** Start Text passage **
Tep Vanny to TheWip.com

A Cambodian land rights activist is set  to receive an international award for her efforts to bring attention to the country’s land grab crisis — one that has pushed hundreds of thousands of people out of their homes in the name of lucrative  developments.

Tep Vanny is set to receive the Global Leadership Award later today for her work rallying the Boeung Kak community against the questionable practices used to remove locals from their land. Created by U.S. Secretary of State Hillary Clinton in 1997, the award celebrates women from around the world who advocate for justice, strengthen democracy and protect human rights.

Since being forced from her home in 2008, Vanny has advocated for an active civil society and government accountability while fighting against the Boeung Kak development.

In 2008, roughly 4000 families were evicted form the area around Boeung Kak Lake in Phnom Penn to make way for Chinese investments. Offered little in the way of compensation, the families were forced to watch as the natural lake was filled in and their homes bulldozed.

Vanny was among the Boeung Kak 13, a group of women who were arrested, and then tried and convicted in a single day, for peacefully protesting against the development. Their struggle has become the subject of french film makers documentary Even a Bird has a Nest and a symbol for wide spread issues plaguing Cambodia.

Vanny isn’t alone in her condemnation of the Boeung Kak development project which has faced criticism for the cronyism involved — the land was sold to a firm owned by Lao Meng Khin, a senator for the ruling Cambodian People’s Party —  as well as its further displacement of the poor.

A former grocer, the eloquent speaker and human rights advocate is an obvious spokesperson for the land rights movement. Not only has she and her family been evicted from their Boeung home that was gifted to her in 2006 by her in-laws, her parents are living in the Kampong Speu province where small scale farmers have been forced off their land by large-scale sugar cane plantations.

By speaking out, Vanny and the thousands of other women, men and children that she has come to represent are actively pushing for the future they want. They are the voices of a changing Cambodia; voices crying out for justice and equal treatment under the law. She may be the spokesperson, but behind her are thousands of others across the country voicing their own need for change.

“What motivates me is the injustice, to be strong for my community. But it’s not justice only for my community,” Vanny told award organizers. “It’s for everyone, every community affected by development. I want to show that everyone needs to understand their rights so that the government has to take notice.”

Journeys Within would like to congratulate Tep Vanny — and all those who stand beside her — for offering Cambodia the hope, strength and vision to push for a better future.

– image courtesy of Amnesty International

One comment on “Cambodian Activist Tep Vanny garners international recognition”
** End Text passage **
▸ Exercise instructions
[1] Transcribe the stretch of the article on Tep Vanny from "Vanny isn’t alone" through "sugar cane plantations.".
[2] Answer these questions using the article on Tep Vanny:
(a) Who created the Global Leadership Award, and in what year?
(b) Roughly how many families were evicted from the area around Boeung Kak Lake in 2008?
(c) What was Tep Vanny's former occupation?
** Start Records provided **
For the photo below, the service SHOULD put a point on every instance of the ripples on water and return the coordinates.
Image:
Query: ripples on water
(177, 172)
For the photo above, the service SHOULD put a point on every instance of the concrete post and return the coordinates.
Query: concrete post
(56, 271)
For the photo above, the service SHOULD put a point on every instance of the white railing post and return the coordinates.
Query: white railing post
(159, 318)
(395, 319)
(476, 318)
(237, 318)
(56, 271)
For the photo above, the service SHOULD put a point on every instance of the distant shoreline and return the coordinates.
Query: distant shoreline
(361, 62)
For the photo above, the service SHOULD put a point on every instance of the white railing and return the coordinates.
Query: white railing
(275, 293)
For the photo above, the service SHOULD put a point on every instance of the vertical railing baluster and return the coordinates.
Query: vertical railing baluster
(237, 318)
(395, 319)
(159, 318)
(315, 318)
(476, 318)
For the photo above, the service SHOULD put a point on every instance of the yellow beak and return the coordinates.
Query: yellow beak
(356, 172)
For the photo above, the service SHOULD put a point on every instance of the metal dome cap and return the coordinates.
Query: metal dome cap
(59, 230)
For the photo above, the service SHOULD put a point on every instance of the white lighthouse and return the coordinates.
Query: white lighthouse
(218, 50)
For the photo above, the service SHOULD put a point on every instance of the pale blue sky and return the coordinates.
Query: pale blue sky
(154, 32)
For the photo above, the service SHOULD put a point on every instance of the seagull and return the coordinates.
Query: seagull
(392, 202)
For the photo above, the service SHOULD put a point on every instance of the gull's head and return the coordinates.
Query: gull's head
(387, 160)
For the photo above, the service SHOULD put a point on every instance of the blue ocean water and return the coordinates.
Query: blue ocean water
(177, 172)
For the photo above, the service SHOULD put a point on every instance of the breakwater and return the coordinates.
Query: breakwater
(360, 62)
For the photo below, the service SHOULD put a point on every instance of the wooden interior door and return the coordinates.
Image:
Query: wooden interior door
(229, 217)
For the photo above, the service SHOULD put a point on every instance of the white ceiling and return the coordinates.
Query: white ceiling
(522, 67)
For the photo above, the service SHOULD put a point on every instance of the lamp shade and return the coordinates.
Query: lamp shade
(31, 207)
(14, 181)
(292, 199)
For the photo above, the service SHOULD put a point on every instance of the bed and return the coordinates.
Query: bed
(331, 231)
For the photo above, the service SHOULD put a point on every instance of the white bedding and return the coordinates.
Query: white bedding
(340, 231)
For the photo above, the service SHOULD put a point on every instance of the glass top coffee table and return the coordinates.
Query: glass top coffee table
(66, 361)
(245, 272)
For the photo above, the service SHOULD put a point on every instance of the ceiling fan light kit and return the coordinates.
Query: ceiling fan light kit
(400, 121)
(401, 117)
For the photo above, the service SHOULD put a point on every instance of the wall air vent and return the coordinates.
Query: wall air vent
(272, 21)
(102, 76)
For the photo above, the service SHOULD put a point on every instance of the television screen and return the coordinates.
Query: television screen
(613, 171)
** End Records provided **
▸ Full answers
[1]
Vanny isn’t alone in her condemnation of the Boeung Kak development project which has faced criticism for the cronyism involved — the land was sold to a firm owned by Lao Meng Khin, a senator for the ruling Cambodian People’s Party —  as well as its further displacement of the poor.

A former grocer, the eloquent speaker and human rights advocate is an obvious spokesperson for the land rights movement. Not only has she and her family been evicted from their Boeung home that was gifted to her in 2006 by her in-laws, her parents are living in the Kampong Speu province where small scale farmers have been forced off their land by large-scale sugar cane plantations.

[2]
(a) U.S. Secretary of State Hillary Clinton, in 1997.
(b) Roughly 4000 families.
(c) She was a grocer.